**Exercise instructions**
Carry on writing the review of the Processing programming book below, beginning right after its final sentence.

____ Source extract

The Processing environment allows rapid prototyping just like the interactive Basic, Smalltalk, Turbo Pascal, and Visual Basic environments. This brings back the long lost joy of serendipitous creative programming. The environment features a window where one writes code, a console for printed output, and the canvas. Syntax highlighting, and intuitive error messages help non-experts, but won’t get in the way of a seasoned programmer. Interestingly, the code one writes in the Processing environment can then be readily exported as a regular Java applet, which can be run locally or over the web.

The book covers the language, the programming environment, and much more. It is structured like a programming textbook for beginners. However, instead of the traditional dry “hello, world” and calculate-the-average examples, each chapter uses the graphics capabilities of Processing to create visually interesting pictures. The text is easy to understand, but definitely not simplistic: it aims at clever people who want to experiment and crave for creative power. The approach is unapologetically pragmatic. The first concepts discussed are the most interesting and useful for a designer, with loops, branches, and objects introduced as late as possible. The authors clearly put a lot of thought into organizing their material in a way that will fit the needs of their students rather than slavishly following some abstract theoretical structure. For example, the humble functions floor, ceil, min, and max are discussed together as ways for constraining numbers. Chapters introducing new concepts often begin with a broad overview of the underlying technology. For instance, strings give rise to a discussion of natural language processing, fonts to digital typesetting, and video to computer vision. After reading the book and experimenting with the environment, I was intrigued by the possibility of adopting Processing as a general-purpose introduction to programming.

________
____ Data extract

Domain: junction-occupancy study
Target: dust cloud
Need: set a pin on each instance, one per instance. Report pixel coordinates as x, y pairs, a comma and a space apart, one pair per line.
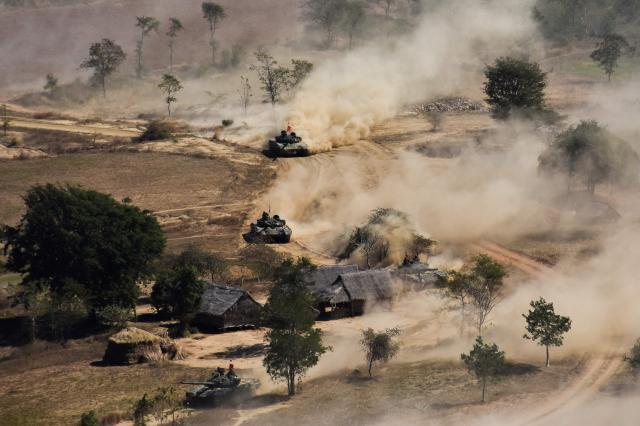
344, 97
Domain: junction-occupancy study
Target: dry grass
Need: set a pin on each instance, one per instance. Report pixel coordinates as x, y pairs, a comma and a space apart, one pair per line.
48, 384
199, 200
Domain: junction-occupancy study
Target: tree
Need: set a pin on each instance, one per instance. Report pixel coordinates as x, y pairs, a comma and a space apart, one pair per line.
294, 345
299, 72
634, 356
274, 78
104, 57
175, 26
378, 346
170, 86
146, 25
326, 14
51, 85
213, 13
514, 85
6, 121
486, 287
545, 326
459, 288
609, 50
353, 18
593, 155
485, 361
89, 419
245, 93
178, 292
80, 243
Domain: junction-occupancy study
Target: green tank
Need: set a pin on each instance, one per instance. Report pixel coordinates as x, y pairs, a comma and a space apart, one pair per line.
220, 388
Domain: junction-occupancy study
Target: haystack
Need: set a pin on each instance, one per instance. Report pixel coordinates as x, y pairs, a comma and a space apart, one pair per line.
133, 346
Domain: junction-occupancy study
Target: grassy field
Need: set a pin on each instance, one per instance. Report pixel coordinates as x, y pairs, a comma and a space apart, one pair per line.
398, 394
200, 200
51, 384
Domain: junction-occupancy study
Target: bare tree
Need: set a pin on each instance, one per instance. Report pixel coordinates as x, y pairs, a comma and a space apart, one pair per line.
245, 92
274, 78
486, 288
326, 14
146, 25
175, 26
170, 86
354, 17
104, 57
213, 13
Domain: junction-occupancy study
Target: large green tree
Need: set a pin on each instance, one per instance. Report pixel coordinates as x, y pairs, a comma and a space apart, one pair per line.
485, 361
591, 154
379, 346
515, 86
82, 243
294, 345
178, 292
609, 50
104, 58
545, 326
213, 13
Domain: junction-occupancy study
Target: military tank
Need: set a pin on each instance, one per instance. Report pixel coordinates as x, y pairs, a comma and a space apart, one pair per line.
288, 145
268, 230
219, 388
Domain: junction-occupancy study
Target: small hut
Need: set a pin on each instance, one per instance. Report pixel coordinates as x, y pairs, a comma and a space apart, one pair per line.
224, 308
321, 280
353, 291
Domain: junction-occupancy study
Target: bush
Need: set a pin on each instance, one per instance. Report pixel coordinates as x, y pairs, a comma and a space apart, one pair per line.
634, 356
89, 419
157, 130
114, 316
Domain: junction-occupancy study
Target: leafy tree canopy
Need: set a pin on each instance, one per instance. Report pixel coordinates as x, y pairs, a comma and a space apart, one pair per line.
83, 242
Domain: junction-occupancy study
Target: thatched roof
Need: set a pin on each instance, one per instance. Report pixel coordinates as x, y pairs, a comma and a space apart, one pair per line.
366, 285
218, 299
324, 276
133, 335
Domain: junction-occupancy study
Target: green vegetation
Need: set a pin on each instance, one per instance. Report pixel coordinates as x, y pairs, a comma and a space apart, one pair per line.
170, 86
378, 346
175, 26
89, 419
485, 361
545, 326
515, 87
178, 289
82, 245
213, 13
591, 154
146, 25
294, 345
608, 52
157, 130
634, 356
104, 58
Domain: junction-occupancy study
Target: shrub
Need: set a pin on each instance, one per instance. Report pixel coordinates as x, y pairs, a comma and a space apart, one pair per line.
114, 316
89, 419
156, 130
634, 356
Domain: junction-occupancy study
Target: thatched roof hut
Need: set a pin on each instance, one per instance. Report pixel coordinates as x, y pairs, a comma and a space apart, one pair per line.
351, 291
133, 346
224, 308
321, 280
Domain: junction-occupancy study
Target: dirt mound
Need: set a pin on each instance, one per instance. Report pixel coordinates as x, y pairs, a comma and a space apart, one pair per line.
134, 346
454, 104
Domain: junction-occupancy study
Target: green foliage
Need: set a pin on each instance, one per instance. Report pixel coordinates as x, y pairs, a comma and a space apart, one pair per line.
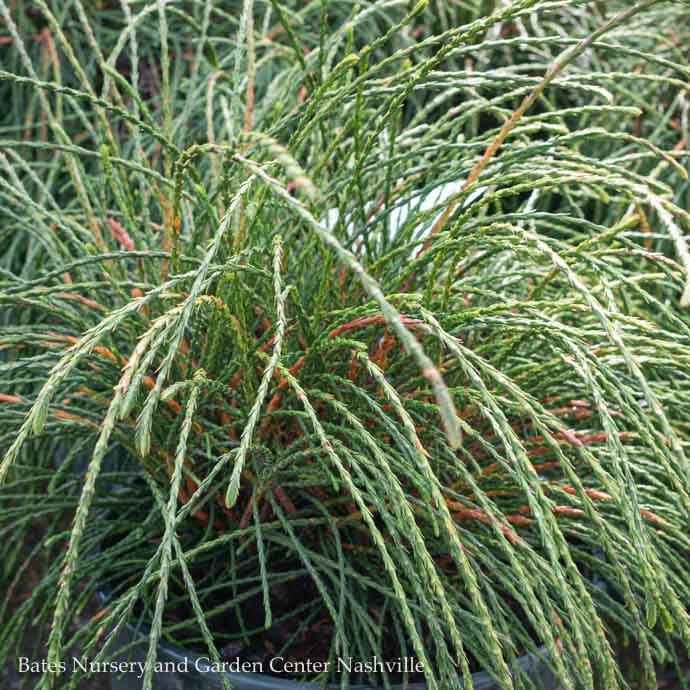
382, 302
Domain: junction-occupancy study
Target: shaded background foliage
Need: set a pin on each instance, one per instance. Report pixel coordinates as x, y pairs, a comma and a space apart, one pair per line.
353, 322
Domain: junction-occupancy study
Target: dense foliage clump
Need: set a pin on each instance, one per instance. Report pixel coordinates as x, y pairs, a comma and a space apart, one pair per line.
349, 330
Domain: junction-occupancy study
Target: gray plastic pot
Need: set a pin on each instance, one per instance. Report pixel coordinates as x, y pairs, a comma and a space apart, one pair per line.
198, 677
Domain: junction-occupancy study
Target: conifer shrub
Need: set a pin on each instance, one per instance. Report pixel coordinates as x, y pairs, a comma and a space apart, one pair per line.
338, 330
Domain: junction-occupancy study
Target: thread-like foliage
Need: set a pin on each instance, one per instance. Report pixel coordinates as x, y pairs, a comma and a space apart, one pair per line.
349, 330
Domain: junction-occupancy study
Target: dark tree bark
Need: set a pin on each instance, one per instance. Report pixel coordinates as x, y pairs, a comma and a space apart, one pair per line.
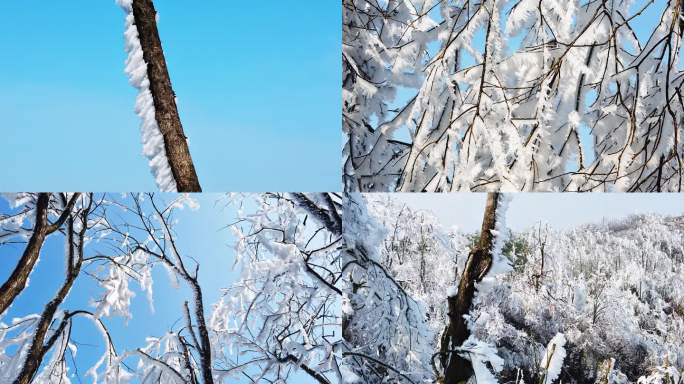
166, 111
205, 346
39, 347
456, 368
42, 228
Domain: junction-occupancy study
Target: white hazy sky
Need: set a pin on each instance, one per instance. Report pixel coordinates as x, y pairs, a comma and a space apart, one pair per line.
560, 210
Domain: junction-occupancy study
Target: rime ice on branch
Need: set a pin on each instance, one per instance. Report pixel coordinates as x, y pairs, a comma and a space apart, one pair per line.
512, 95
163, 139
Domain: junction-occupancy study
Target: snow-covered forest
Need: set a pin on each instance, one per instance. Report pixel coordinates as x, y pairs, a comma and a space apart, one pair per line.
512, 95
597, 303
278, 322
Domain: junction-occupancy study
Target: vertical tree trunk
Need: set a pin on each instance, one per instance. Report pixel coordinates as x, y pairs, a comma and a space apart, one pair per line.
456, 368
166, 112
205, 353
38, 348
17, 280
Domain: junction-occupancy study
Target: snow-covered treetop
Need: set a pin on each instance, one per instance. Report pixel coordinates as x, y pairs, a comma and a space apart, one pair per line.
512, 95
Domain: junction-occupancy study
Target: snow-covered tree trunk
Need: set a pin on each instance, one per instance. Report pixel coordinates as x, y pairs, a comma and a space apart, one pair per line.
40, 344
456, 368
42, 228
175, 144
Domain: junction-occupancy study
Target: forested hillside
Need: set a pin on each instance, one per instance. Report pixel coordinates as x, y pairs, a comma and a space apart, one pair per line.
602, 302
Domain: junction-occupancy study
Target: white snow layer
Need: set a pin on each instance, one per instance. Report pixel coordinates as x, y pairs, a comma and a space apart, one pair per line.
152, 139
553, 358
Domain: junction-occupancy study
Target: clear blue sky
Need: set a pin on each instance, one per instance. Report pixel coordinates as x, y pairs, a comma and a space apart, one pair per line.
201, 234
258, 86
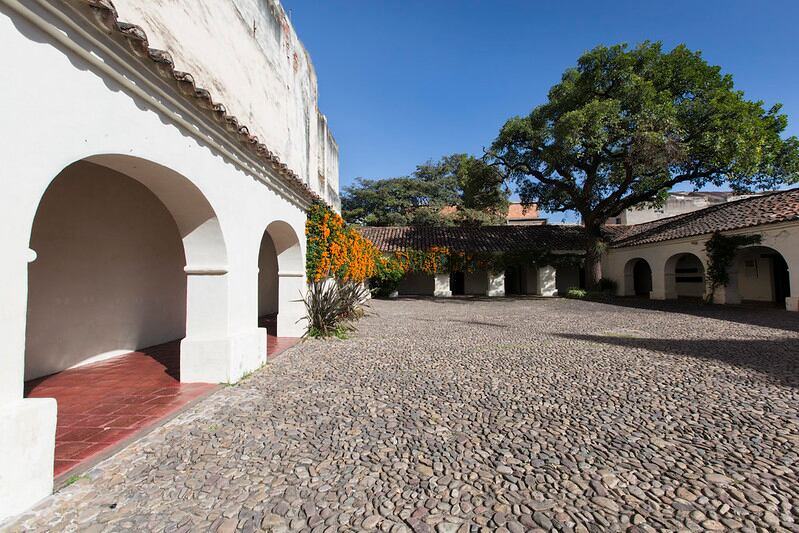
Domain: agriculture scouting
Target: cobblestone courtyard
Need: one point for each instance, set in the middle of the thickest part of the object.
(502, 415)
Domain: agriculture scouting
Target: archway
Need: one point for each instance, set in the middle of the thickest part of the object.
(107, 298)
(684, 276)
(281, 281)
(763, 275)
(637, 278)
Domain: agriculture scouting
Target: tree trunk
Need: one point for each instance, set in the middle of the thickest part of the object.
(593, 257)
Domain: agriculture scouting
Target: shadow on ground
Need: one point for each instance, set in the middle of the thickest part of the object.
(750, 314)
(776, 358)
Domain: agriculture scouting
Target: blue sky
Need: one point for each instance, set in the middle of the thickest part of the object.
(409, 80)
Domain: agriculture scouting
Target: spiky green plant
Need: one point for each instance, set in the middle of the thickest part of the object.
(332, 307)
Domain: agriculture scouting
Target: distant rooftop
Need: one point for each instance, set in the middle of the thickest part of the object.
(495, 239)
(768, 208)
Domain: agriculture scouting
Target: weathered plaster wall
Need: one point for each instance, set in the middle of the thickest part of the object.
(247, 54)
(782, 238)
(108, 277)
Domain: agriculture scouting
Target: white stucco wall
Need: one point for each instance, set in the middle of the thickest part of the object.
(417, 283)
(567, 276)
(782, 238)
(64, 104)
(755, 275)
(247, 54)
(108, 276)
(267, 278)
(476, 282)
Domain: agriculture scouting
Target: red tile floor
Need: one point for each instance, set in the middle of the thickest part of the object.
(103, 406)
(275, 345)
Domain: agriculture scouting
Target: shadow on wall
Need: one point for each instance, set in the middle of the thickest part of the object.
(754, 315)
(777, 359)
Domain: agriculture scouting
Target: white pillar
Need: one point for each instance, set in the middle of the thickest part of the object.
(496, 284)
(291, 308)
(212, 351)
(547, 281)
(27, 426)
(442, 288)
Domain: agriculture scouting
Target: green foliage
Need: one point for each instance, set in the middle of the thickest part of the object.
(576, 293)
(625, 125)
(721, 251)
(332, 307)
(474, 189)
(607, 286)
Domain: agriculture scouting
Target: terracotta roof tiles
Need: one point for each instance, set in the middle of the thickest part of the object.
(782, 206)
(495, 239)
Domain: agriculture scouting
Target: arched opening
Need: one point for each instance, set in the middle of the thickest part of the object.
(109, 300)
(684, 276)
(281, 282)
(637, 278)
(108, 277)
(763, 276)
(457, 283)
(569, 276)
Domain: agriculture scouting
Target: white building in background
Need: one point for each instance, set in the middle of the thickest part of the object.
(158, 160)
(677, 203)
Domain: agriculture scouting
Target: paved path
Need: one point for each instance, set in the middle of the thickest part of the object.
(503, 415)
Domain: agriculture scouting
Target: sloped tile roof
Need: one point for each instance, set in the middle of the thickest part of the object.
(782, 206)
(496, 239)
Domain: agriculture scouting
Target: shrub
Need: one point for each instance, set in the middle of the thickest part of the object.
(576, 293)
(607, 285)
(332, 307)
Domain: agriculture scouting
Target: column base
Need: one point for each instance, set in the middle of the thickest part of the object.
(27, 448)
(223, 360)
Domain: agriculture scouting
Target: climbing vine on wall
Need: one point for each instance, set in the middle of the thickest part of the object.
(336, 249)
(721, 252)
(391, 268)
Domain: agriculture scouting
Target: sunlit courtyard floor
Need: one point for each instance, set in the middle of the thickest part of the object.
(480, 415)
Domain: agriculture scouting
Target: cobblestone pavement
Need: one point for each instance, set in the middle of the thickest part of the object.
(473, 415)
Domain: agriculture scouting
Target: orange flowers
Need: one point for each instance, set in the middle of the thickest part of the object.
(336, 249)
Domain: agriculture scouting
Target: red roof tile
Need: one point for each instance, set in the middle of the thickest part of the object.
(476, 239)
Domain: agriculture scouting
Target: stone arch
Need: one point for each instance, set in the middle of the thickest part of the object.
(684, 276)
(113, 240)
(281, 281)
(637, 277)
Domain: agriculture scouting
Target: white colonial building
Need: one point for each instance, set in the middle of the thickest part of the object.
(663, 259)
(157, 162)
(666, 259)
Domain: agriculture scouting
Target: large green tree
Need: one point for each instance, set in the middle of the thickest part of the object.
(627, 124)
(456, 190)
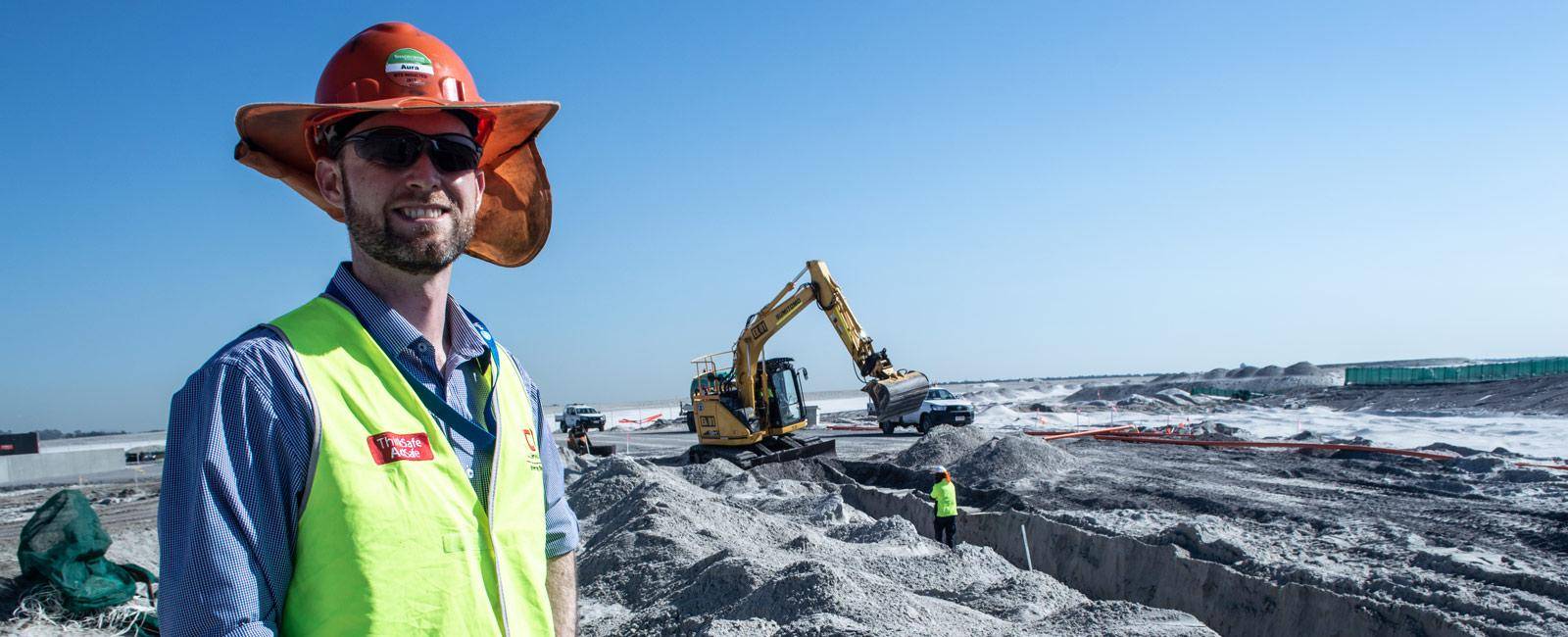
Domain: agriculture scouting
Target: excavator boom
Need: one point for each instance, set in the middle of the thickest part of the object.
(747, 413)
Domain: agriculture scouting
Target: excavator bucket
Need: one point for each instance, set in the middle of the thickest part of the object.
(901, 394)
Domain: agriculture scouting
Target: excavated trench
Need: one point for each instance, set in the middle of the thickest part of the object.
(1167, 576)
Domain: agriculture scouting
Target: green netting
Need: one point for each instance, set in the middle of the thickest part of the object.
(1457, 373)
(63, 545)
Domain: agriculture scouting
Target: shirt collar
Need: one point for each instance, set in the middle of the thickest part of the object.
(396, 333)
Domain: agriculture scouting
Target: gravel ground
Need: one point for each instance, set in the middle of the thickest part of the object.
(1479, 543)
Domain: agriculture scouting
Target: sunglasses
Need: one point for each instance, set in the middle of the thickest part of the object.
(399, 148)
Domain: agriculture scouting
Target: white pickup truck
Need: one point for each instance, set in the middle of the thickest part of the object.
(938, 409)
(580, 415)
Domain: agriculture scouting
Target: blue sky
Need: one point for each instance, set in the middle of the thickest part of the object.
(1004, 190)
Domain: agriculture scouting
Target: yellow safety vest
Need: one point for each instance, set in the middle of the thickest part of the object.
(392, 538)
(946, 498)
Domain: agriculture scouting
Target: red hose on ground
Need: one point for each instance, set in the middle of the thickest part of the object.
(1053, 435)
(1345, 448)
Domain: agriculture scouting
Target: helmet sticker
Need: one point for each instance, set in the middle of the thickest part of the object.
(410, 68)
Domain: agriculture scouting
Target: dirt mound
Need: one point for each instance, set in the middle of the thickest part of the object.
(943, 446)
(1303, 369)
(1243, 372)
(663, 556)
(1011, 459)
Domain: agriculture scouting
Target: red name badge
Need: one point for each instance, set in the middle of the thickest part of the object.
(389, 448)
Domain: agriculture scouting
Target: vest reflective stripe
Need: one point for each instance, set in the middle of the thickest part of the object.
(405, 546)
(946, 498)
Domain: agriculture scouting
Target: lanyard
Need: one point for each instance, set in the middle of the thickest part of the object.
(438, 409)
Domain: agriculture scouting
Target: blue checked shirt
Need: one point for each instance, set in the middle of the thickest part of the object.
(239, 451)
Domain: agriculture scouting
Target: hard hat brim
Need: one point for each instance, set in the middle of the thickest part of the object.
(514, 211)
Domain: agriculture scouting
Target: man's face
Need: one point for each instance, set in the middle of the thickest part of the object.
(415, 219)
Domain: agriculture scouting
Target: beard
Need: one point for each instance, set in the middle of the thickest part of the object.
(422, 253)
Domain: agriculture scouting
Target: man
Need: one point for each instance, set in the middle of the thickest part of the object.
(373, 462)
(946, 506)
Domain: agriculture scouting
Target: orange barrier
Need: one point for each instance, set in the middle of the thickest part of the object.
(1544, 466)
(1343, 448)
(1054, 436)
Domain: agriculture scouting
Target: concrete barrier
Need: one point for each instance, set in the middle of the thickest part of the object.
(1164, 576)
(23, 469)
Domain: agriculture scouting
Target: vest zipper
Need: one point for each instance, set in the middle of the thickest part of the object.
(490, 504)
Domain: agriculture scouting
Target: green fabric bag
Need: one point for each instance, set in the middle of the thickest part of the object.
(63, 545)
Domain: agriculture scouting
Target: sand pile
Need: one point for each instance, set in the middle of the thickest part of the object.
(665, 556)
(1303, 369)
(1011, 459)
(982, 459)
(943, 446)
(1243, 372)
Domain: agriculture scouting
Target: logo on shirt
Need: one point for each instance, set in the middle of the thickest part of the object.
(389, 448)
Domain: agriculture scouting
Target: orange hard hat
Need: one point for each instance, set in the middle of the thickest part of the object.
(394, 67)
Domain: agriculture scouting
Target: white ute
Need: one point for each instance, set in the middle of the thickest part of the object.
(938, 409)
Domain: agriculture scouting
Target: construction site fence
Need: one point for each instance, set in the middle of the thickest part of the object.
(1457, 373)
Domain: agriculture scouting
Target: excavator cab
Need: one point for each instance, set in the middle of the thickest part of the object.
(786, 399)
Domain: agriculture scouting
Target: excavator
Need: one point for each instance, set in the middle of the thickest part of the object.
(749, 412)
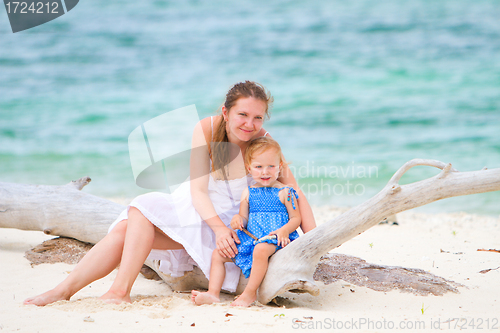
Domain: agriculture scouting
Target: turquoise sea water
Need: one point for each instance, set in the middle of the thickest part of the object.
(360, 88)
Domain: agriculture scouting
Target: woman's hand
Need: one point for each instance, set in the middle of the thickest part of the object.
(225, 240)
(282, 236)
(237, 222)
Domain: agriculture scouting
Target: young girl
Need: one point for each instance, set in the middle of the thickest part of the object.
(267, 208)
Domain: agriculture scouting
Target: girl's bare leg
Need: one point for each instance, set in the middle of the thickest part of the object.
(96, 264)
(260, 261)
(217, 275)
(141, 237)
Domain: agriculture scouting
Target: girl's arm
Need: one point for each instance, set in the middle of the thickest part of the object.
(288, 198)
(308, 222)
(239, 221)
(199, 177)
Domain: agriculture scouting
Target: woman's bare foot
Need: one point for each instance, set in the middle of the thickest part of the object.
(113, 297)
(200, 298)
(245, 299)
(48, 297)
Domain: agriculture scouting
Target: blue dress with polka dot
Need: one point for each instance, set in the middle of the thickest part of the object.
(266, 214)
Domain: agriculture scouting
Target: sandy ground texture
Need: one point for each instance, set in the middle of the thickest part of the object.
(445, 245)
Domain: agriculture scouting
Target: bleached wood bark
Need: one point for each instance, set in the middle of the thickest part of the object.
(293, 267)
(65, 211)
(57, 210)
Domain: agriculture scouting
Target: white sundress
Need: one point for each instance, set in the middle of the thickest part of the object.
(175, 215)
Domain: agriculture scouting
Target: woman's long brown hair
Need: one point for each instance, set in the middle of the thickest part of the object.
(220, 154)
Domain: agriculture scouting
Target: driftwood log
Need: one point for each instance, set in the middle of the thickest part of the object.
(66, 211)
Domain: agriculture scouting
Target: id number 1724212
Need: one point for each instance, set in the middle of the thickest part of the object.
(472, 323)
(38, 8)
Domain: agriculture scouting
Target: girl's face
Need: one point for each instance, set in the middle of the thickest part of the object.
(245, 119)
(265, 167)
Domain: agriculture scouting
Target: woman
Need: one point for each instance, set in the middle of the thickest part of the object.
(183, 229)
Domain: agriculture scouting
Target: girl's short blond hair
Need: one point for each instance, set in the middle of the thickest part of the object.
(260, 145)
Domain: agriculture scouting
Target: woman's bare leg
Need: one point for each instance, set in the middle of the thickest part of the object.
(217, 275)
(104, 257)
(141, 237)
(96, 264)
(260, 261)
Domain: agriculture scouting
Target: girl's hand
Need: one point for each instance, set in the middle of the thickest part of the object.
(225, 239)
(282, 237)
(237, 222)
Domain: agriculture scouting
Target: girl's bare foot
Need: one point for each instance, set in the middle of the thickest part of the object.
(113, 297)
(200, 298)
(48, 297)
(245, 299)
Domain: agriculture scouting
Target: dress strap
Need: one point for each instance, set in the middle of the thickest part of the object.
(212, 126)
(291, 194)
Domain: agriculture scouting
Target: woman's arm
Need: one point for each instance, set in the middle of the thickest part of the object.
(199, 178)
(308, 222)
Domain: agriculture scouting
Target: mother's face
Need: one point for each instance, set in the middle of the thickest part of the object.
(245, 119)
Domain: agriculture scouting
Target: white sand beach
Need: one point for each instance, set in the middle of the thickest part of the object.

________

**Response**
Interspersed with the tutorial text are larger examples, which are also available for downloading from the processing.org web site. Even more interesting are chapters presenting the work and interviews of computer graphic artists. The associated art pieces are deep and pioneering, yet the text is easy to follow and a rich source of creative ideas. The breadth of the book’s coverage is impressive, and Processing covers all areas convincingly. These include drawing with vectors and pixels, fonts, colors, keyboard and mouse input, motion and animation, image processing, file handling, simulation of biological and physical systems, 3D graphics, vision, network access, sound processing, printing, mobile devices, and interfacing with the physical world.

As one would expect, the design of the book and the associated web site is beautiful yet also functional. In fact, one can easily imagine the book leading a double life: by an artist’s keyboard in the morning and on the coffee table in the afternoon.

The technical sophistication of Processing is modest; one versed in Java can readily understand what goes behind the scenes. Yet Processing, by removing the tedium of programming with Java’s exacting encapsulation mechanisms and application programming interfaces, liberates artistic creativity. This large difference between effort and effect is the beauty of many great ideas.